◆ Assignment
For the records that follow, please set down exactly the lines between the one holding "Query: doorway" and the one holding "Locate every instance of the stair step", inclusive, and only those.

Referring expression pointing data
- Opening Delimiter -

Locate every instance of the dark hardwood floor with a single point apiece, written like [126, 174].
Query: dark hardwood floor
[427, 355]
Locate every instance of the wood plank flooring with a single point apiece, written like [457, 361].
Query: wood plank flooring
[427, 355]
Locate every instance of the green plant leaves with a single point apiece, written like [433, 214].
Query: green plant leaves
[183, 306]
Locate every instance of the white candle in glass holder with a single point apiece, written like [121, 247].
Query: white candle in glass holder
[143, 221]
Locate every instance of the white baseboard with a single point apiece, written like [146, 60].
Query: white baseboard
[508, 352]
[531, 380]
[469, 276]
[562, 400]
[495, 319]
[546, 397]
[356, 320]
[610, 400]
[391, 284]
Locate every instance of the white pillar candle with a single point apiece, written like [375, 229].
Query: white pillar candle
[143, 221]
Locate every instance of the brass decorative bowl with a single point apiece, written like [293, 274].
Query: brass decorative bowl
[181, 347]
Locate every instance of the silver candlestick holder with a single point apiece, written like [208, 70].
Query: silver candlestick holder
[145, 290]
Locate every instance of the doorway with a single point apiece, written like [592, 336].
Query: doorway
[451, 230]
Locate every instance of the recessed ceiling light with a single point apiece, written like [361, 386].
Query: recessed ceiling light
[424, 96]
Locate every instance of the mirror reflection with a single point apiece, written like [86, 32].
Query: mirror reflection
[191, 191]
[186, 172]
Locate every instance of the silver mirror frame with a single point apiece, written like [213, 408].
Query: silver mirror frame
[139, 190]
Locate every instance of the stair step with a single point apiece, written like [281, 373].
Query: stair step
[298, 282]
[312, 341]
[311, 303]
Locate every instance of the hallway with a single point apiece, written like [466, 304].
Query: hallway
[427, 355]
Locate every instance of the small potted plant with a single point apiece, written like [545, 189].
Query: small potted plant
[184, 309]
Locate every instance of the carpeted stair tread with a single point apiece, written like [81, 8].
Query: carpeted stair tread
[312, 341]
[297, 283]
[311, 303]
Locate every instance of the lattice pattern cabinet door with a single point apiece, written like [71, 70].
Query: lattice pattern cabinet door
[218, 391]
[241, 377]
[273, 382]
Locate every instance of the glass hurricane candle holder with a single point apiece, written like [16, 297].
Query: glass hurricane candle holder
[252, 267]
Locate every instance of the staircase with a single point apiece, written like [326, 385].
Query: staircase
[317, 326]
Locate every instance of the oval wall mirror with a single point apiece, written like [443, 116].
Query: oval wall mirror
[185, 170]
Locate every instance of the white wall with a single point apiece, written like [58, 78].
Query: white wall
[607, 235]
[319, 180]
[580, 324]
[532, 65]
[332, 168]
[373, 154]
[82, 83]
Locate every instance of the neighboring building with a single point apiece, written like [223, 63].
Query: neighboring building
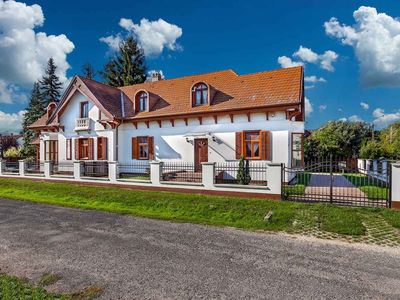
[212, 117]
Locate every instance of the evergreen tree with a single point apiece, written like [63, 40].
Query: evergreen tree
[88, 71]
[127, 67]
[50, 85]
[34, 111]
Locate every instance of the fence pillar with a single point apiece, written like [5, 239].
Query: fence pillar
[395, 186]
[112, 171]
[208, 174]
[77, 169]
[274, 178]
[48, 168]
[2, 166]
[21, 167]
[156, 172]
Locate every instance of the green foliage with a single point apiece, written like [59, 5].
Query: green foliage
[243, 174]
[127, 67]
[34, 111]
[337, 138]
[50, 85]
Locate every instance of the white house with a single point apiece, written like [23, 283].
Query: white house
[213, 117]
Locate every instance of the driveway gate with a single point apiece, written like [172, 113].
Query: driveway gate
[337, 181]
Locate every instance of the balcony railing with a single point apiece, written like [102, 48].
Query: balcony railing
[82, 124]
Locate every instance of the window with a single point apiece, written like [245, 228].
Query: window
[200, 94]
[142, 101]
[297, 150]
[51, 151]
[252, 145]
[143, 147]
[68, 149]
[84, 109]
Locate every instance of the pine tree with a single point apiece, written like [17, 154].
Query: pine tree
[34, 111]
[50, 85]
[88, 71]
[127, 67]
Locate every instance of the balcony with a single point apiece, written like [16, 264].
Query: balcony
[82, 124]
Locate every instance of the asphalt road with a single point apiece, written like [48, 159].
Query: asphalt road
[136, 258]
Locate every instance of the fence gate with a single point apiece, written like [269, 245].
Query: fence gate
[338, 181]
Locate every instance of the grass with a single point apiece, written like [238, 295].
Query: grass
[12, 288]
[373, 188]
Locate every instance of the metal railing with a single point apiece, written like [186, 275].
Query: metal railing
[227, 173]
[94, 169]
[11, 168]
[180, 172]
[34, 168]
[136, 170]
[63, 168]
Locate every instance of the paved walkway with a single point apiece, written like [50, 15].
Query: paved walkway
[135, 258]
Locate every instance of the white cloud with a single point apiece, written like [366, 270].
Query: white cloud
[322, 107]
[23, 52]
[375, 38]
[287, 62]
[153, 36]
[325, 60]
[383, 120]
[364, 105]
[308, 108]
[11, 122]
[10, 93]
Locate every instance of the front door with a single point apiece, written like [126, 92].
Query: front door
[200, 153]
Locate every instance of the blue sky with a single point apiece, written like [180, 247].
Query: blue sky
[205, 36]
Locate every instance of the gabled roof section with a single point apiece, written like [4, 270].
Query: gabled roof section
[280, 87]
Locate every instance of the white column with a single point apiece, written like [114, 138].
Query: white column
[48, 168]
[208, 174]
[112, 171]
[156, 172]
[21, 167]
[77, 169]
[274, 178]
[395, 189]
[2, 166]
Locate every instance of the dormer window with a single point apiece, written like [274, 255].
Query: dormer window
[142, 100]
[200, 94]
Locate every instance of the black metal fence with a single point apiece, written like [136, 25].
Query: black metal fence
[11, 168]
[180, 172]
[63, 168]
[34, 168]
[340, 181]
[227, 173]
[94, 169]
[137, 170]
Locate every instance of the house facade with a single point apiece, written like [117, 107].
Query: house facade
[213, 117]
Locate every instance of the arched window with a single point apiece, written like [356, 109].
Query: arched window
[142, 101]
[200, 94]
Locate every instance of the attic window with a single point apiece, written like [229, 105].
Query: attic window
[200, 94]
[142, 100]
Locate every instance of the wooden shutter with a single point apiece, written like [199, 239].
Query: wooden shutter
[266, 145]
[77, 149]
[239, 144]
[150, 141]
[90, 148]
[135, 148]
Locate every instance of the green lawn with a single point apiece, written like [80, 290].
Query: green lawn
[374, 189]
[242, 213]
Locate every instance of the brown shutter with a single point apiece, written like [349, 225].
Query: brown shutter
[90, 148]
[134, 148]
[266, 145]
[150, 141]
[76, 149]
[239, 144]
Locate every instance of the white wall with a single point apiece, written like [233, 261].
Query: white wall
[170, 142]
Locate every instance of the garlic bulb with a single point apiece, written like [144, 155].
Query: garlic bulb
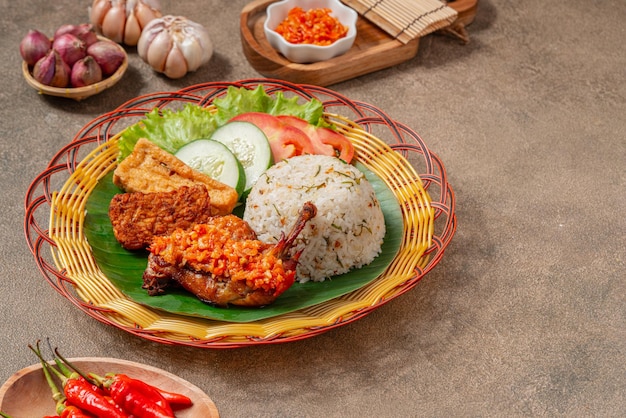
[174, 45]
[122, 21]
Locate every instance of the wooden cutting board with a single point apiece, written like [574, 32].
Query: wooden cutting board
[373, 49]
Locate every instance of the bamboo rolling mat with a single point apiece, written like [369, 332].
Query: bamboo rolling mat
[405, 20]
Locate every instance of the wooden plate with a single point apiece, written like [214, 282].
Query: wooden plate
[26, 394]
[373, 49]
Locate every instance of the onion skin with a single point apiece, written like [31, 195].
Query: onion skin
[174, 45]
[108, 56]
[52, 71]
[70, 48]
[85, 72]
[34, 46]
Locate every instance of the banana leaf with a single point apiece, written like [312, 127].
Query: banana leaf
[125, 268]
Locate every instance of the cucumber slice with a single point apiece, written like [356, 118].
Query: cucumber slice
[215, 160]
[250, 146]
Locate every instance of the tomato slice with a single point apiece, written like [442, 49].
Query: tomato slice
[285, 140]
[325, 141]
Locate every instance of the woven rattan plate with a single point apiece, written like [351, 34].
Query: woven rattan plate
[55, 214]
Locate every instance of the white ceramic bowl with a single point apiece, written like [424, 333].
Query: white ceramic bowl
[306, 53]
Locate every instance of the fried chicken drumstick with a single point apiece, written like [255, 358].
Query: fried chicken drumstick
[222, 262]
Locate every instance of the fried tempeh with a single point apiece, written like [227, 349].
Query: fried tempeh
[138, 217]
[149, 169]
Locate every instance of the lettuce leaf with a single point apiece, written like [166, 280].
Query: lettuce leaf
[171, 129]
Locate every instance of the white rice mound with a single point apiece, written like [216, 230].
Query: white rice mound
[349, 227]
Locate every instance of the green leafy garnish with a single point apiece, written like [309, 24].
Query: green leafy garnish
[171, 129]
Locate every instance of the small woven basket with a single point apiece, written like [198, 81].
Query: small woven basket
[77, 93]
[58, 196]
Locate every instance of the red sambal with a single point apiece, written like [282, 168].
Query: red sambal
[315, 26]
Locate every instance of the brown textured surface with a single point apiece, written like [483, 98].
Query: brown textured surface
[524, 316]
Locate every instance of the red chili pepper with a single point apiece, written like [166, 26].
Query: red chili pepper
[133, 401]
[149, 391]
[81, 394]
[72, 411]
[176, 400]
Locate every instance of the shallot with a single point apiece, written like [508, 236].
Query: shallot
[85, 32]
[34, 46]
[51, 70]
[85, 72]
[70, 48]
[175, 45]
[108, 56]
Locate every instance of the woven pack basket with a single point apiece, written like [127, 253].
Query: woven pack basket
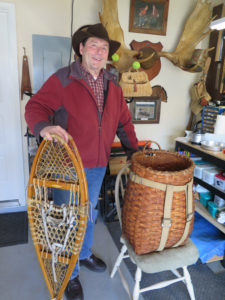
[158, 209]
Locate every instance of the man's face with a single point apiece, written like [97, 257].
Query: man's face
[94, 54]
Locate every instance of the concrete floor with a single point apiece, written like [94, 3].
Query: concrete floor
[21, 277]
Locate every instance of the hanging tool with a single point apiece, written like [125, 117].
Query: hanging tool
[25, 82]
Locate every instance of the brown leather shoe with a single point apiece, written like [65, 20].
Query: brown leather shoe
[74, 290]
[93, 263]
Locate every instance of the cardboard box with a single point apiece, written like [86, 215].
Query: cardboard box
[116, 164]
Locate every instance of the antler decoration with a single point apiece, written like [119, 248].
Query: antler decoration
[109, 18]
[184, 55]
[192, 34]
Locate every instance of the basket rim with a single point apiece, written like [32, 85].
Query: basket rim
[149, 169]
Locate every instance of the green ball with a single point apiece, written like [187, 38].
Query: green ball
[115, 57]
[136, 65]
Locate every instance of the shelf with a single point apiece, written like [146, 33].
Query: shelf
[210, 187]
[204, 213]
[217, 158]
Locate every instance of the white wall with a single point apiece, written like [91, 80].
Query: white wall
[52, 17]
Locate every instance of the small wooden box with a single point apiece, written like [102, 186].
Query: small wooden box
[116, 164]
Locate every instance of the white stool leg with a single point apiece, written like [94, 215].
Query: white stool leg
[136, 291]
[118, 261]
[189, 283]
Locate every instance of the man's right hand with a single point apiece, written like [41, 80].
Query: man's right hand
[48, 130]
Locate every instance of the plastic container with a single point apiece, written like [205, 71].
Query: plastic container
[213, 209]
[220, 202]
[220, 182]
[205, 198]
[199, 169]
[208, 175]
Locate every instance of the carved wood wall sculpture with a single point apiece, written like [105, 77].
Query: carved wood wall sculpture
[185, 53]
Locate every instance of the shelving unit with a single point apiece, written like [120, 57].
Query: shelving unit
[217, 158]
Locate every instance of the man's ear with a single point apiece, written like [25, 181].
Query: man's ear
[81, 48]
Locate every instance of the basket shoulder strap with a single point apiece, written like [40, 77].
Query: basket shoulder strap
[166, 221]
[189, 213]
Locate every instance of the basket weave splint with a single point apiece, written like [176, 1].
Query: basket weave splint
[57, 231]
[158, 205]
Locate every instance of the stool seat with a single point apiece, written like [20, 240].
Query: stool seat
[166, 260]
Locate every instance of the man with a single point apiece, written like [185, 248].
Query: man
[85, 101]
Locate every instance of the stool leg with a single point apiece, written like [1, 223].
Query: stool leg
[189, 283]
[118, 261]
[136, 291]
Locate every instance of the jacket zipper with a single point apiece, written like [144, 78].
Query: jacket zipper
[99, 119]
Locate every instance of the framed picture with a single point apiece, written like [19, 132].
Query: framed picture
[145, 110]
[148, 16]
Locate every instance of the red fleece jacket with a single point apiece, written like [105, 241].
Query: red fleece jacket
[66, 100]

- Closing Delimiter -

◆ Finished task
Query: doorway
[451, 230]
Locate every instance of the recessed ceiling light with a single point apiece, written like [361, 386].
Query: recessed ceiling light
[424, 96]
Locate every instance of the mirror reflection with a single point apiece, written like [86, 32].
Query: mirror reflection
[191, 191]
[186, 172]
Locate every instance of the silver mirror frame with a single point apiece, written like [213, 408].
Query: silver mirror frame
[139, 190]
Locate every instance of the stair step with a single point apiece, written like [281, 373].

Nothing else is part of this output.